> _Text segment_
# # #
Can someone perhaps tell me why the following pseudo-code blocks at time 4,
when transaction isolation is set to READ_COMMITTED. Table A is a BDB table,
records 1 and 400 both exist. To me it seems that both updates don't have
anything to do with eachother. Does this perhaps has anything to do with,
and i quote from the MYSQL manual:

"MYSQL will issue an internal multiple-write lock on the table to ensure
that the table will be properly locked if another thread issues a table
lock." ??.

If so, then i think this is a strange approach, because then concurrent
reads/writes aren't allowed at all. Or is it perhaps the page locking
mechanism which is used in the BDB tables that causes this behavior?

time  statement
----------------------------------------------------------------------------
-
1: | thread1.SQL("BEGIN")
2: | thread2.SQL("BEGIN")
# # #
> _Provided data_
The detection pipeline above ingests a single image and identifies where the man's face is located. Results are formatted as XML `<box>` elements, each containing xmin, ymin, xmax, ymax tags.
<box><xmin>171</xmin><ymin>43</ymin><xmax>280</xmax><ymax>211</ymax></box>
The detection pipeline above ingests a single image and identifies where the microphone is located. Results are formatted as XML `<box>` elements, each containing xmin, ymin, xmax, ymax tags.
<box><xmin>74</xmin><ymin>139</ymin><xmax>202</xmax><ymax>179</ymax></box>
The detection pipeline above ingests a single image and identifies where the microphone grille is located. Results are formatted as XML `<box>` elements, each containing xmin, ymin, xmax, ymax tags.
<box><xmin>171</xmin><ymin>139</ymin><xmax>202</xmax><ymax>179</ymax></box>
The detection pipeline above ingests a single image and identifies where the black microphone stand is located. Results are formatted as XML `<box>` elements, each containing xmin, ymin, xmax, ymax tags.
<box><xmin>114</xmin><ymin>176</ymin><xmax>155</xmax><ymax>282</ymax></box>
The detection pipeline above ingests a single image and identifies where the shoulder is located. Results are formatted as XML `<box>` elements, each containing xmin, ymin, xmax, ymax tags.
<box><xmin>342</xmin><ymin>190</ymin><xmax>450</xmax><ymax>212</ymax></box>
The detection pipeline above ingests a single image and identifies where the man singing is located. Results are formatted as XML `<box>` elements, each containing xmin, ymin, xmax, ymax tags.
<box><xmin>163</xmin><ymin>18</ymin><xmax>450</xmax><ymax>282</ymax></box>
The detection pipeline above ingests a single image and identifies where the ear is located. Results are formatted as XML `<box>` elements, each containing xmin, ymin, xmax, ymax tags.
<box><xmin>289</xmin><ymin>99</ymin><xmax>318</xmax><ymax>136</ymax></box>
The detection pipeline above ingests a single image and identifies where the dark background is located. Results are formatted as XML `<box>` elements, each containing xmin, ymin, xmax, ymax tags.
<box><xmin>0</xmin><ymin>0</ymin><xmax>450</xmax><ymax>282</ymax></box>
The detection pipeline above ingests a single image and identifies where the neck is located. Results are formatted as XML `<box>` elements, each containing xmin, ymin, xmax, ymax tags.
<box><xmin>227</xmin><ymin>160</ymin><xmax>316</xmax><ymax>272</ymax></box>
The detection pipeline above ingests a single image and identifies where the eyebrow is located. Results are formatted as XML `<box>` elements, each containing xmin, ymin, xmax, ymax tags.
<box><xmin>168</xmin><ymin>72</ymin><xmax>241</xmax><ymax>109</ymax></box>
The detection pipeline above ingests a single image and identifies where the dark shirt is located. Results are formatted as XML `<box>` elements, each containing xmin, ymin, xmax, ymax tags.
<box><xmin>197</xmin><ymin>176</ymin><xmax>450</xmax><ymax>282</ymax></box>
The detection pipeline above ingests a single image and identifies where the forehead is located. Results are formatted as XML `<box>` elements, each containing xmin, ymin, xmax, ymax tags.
# # #
> _Problem description_
Copy the stretch of the MySQL locking post above from "Can someone perhaps" through "causes this behavior?", word for word.

> _Exercise response_
Can someone perhaps tell me why the following pseudo-code blocks at time 4,
when transaction isolation is set to READ_COMMITTED. Table A is a BDB table,
records 1 and 400 both exist. To me it seems that both updates don't have
anything to do with eachother. Does this perhaps has anything to do with,
and i quote from the MYSQL manual:

"MYSQL will issue an internal multiple-write lock on the table to ensure
that the table will be properly locked if another thread issues a table
lock." ??.

If so, then i think this is a strange approach, because then concurrent
reads/writes aren't allowed at all. Or is it perhaps the page locking
mechanism which is used in the BDB tables that causes this behavior?